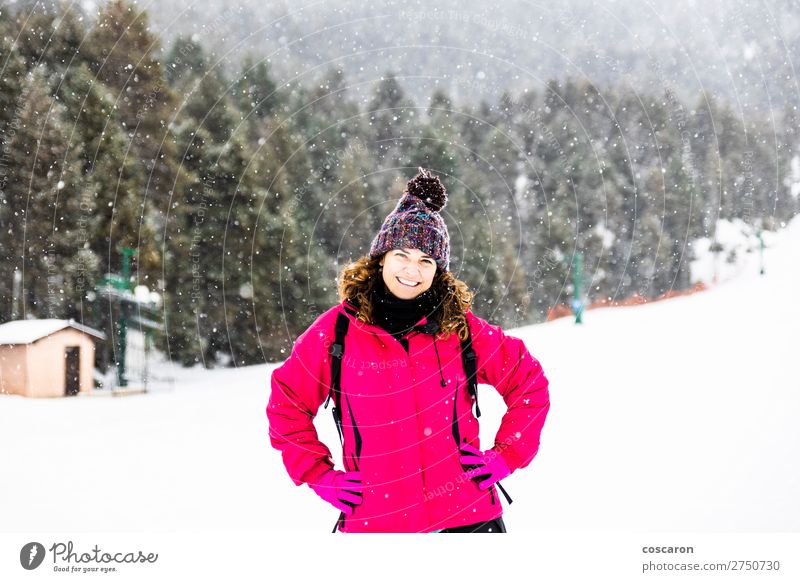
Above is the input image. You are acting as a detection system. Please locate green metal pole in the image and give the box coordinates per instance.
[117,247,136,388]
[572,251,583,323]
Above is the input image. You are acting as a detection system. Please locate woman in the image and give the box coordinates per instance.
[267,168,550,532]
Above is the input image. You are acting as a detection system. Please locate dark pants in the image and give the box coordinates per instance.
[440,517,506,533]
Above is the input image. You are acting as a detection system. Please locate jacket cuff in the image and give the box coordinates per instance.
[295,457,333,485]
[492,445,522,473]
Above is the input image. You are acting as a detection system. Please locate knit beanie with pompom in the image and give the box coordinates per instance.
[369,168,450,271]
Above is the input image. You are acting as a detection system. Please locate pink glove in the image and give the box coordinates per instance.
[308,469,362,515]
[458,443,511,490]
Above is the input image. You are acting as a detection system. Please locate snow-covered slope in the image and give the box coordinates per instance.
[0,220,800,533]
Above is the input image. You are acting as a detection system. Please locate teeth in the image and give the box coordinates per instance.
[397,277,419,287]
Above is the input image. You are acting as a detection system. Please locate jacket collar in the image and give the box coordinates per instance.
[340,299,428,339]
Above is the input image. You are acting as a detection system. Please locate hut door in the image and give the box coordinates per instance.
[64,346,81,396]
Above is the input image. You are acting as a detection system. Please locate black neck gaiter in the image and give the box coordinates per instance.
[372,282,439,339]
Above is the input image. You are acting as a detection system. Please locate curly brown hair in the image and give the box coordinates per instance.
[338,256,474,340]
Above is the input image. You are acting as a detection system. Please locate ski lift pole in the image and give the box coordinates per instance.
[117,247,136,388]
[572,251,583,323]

...

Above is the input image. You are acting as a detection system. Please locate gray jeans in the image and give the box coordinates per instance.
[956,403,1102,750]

---

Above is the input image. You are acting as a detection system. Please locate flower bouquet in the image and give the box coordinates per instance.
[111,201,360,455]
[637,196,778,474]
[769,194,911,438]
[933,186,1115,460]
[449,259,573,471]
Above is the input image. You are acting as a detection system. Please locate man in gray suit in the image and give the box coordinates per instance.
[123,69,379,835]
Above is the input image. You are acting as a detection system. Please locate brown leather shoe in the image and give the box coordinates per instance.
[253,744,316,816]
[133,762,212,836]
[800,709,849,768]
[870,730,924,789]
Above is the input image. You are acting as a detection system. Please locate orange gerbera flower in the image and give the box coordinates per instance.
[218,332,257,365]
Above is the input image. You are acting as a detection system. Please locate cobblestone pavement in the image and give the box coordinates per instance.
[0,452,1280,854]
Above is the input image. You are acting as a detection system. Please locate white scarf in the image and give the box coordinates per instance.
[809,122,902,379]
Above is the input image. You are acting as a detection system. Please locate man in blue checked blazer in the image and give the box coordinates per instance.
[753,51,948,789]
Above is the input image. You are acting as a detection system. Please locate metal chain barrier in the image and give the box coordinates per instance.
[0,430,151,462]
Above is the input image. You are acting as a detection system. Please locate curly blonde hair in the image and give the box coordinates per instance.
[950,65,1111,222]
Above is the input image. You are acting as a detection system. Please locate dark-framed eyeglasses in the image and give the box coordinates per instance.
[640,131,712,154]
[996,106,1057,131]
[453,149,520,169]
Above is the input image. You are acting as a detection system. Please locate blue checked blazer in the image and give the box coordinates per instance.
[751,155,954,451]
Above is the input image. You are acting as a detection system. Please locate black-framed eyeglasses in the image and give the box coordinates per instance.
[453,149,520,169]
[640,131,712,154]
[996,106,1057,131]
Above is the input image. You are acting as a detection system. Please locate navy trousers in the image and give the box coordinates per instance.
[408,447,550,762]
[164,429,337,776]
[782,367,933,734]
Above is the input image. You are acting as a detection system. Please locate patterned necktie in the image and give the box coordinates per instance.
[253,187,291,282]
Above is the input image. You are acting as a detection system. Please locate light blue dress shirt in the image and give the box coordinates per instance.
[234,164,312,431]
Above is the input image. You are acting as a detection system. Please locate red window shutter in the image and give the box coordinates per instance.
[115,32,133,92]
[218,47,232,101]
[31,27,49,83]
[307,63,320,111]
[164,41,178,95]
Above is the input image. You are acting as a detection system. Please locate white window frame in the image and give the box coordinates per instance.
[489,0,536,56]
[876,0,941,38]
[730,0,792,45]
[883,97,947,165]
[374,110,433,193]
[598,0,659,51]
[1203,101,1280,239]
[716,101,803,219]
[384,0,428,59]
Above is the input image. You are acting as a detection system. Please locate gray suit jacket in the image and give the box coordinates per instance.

Objective -> Transcribe the rows above verbatim, from the line with "man in gray" through the line with "[218,332,257,365]", both ends included, and nothing else.

Exercise solution ->
Above is the input image. You are acting as a detection system. Please locate man in gray suit in the image and give the box coordinates per instance.
[123,69,379,835]
Above is the input image. You are acting as a detection system. Please locate brown leather shoe in the image and give the box coordinates per instance.
[253,744,316,816]
[133,762,212,836]
[800,709,849,768]
[870,730,924,789]
Above is the input image. You are acting as a detection system. Please locate orange gerbera flower in the image and give the box coordinates per instance.
[218,332,257,365]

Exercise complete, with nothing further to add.